## What to do
Return the data below in full and exactly, except that the pictures are dropped.

**********

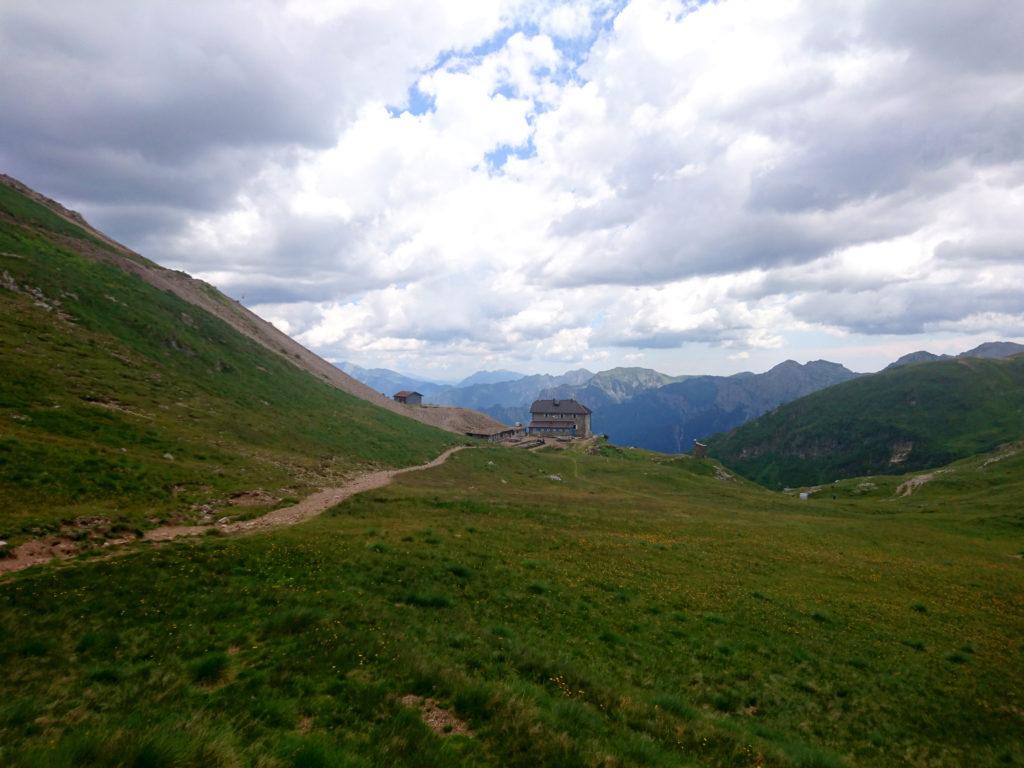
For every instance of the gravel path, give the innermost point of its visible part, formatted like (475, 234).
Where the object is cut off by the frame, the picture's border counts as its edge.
(40, 551)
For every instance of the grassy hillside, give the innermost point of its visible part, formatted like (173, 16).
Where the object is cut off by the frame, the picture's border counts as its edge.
(671, 417)
(122, 401)
(899, 420)
(639, 611)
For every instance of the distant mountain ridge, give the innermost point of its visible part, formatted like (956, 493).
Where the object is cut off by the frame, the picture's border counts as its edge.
(489, 377)
(988, 349)
(386, 381)
(610, 387)
(671, 417)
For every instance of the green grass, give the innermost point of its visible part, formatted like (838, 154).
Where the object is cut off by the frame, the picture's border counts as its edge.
(639, 612)
(124, 402)
(900, 420)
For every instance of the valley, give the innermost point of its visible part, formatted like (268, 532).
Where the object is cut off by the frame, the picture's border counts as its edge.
(640, 610)
(219, 552)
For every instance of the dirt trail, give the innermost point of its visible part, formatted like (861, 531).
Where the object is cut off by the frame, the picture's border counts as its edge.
(40, 551)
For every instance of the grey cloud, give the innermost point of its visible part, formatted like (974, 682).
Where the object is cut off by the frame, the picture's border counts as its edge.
(908, 308)
(982, 36)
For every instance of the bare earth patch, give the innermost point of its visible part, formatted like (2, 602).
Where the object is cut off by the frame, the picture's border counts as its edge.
(44, 550)
(908, 486)
(253, 499)
(439, 720)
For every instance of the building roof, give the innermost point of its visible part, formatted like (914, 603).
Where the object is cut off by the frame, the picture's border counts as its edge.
(568, 408)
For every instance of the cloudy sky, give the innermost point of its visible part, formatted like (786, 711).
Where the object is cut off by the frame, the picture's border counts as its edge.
(443, 185)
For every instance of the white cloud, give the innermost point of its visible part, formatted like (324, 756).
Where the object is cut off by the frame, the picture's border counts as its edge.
(444, 183)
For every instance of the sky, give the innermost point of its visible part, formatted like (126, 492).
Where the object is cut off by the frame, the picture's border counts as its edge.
(440, 186)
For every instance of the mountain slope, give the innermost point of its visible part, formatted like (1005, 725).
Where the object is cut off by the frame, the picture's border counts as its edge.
(122, 400)
(902, 419)
(670, 418)
(30, 208)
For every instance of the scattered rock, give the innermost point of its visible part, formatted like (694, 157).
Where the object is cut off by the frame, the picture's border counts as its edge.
(908, 486)
(900, 452)
(252, 499)
(999, 458)
(439, 720)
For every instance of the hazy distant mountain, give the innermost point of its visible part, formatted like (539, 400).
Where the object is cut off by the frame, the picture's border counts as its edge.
(388, 382)
(507, 400)
(489, 377)
(919, 356)
(611, 387)
(994, 349)
(988, 349)
(671, 417)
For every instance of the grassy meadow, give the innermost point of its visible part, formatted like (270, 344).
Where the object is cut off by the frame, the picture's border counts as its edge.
(641, 610)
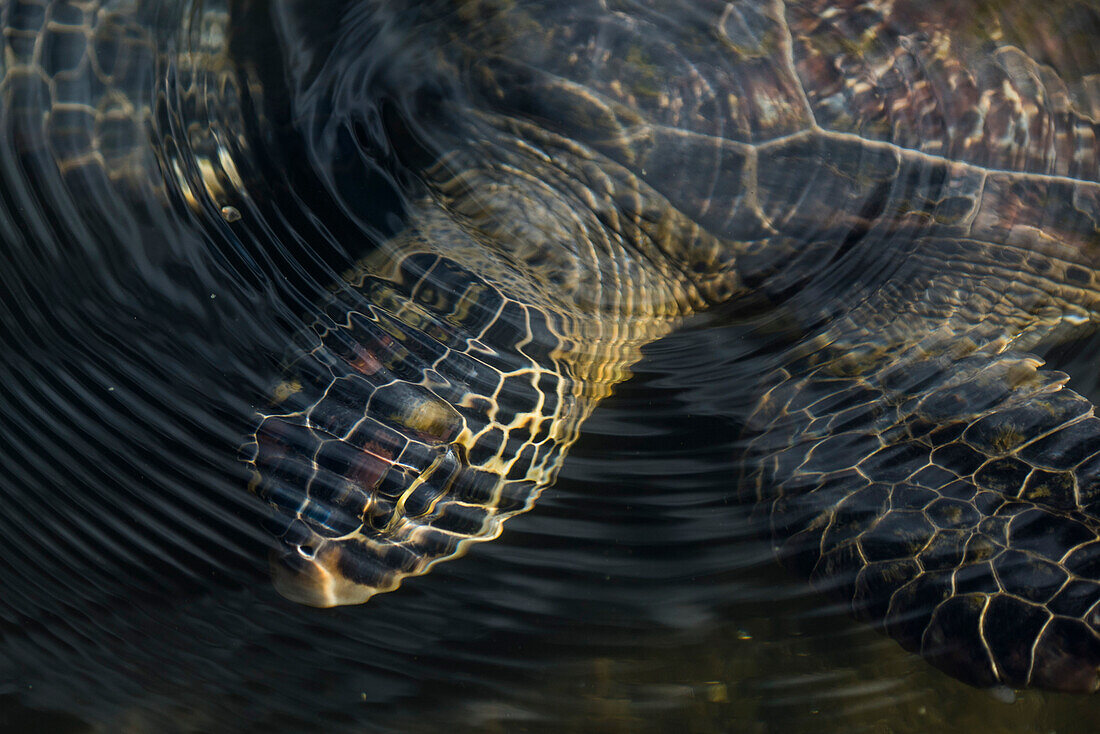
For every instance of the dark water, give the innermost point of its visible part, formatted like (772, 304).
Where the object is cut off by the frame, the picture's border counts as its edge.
(147, 300)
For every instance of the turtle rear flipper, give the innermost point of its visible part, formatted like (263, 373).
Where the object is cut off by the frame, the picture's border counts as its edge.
(952, 501)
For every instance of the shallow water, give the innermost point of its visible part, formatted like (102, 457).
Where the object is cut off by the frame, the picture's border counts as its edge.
(149, 299)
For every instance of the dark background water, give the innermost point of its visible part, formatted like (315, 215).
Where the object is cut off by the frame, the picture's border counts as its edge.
(140, 333)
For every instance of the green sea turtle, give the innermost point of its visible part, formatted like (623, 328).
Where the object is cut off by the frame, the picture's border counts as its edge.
(912, 184)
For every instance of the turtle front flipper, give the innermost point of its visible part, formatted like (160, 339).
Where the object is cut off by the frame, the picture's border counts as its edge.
(953, 501)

**********

## Reply to the exercise
For every instance of the gravel path, give the innermost point of its visible part, formatted like (475, 234).
Where the object is cut off by the frame, the picture's border counts as its edge.
(40, 551)
For every instance of the grassy hillside, give the innermost point of its visible part, formatted like (173, 16).
Where the object is cut off by the frame, the picture's border counts as its edge.
(671, 417)
(122, 401)
(899, 420)
(639, 611)
For every instance of the distant mountain ridge, give the innermost point of its visible part, formatted like (956, 493).
Where the object is cut off by the frame, the picture's border counts as its edge.
(489, 377)
(988, 349)
(386, 381)
(610, 387)
(671, 417)
For every instance of the green grass, give the innermost point of its visible part, formatted like (838, 154).
Where the object is cut off by the frame, the picture's border counts as its edge.
(639, 612)
(124, 402)
(900, 420)
For every instance of the valley, give the innermost point of its visible part, formatted like (268, 532).
Where the object is cut off by the frame, the picture's border counts as its edge.
(640, 610)
(219, 552)
For every instance of the dirt trail, give the innermost point of its visible part, formatted like (861, 531).
Where the object is cut off by the frame, the picture's border counts as its edge.
(40, 551)
For every instance of the grey cloud, give the innermost point of its visible part, formatted like (974, 682).
Where the object is cut off by the frame, the picture's border counts as its edge.
(908, 308)
(982, 36)
For every instance of the bare earth patch, give the innermost point of its visible part, formatted like (2, 602).
Where the object is cut off by the frame, the picture's border counts as its edge.
(44, 550)
(908, 486)
(253, 499)
(439, 720)
For every instance of the building roof, give the innermost point of its visible part, formatted like (914, 603).
Where the object is cut off by the frame, the picture's border counts as its edge.
(568, 408)
For every instance of the cloudy sky, give the innermost point of its visible part, formatted like (786, 711).
Where the object is cut off by the frame, the picture's border counts as its edge.
(443, 185)
For every instance of the white cloud, give the innermost point of its visible part, formatted like (324, 756).
Where the object is cut off by the frame, the picture's border counts as its edge.
(444, 183)
For every instance of the sky, give the innermost point of its visible part, formatted like (126, 492).
Where the object is cut off by the frame, the picture's border counts as its edge.
(440, 186)
For every instance of the mountain slope, give the innermost point of its visible part, formatted like (1005, 725).
Where the object is cut off by the frame, the picture's border counts as its edge.
(122, 400)
(902, 419)
(670, 418)
(30, 208)
For every instance of the scattered rock, give the innermost point of its visible part, formatted like (694, 157).
Where the object is cut off by the frame, the picture's border counts as its edge.
(908, 486)
(900, 452)
(252, 499)
(999, 458)
(439, 720)
For every instance of the hazy distant mountain, give the innermost point of its visible part, formatted like (539, 400).
Where the object is cut off by the frame, the picture's border counts as its edge.
(388, 382)
(507, 400)
(489, 377)
(919, 356)
(611, 387)
(994, 349)
(988, 349)
(671, 417)
For every instance of the grassy meadow, give the innermost point of its visible part, formatted like (270, 344).
Where the object is cut off by the frame, the picture's border counts as its edge.
(641, 610)
For every instance of the dark water, give the innermost point of its visible part, formatted like (772, 304).
Where the object is cut off by the frame, the picture's border counts as its edge.
(147, 300)
For every instance of the turtle rear flipper, give the innermost point of its visible part, formatted like (263, 373).
Where the object is cut off by the frame, the picture's border counts as its edge.
(952, 501)
For every instance of the shallow water, give the innermost point of its visible part, formatted like (102, 457).
Where the object is cut off by the frame, the picture's border counts as its edge.
(149, 299)
For every instance of the dark background water, give the innermost point of its visible part, formatted like (315, 215).
Where the object is cut off by the frame, the picture's border counts as its edge.
(140, 333)
For every instance of the green sea turtle, give the innermost point of its visible part, formatted like (623, 328).
Where the object is cut off by the frame, the picture's border counts as its edge.
(912, 184)
For every instance of the turtle front flipper, give the innermost point of its visible part, formatted like (160, 339).
Where the object is cut off by the frame, the picture's border counts as its edge.
(953, 501)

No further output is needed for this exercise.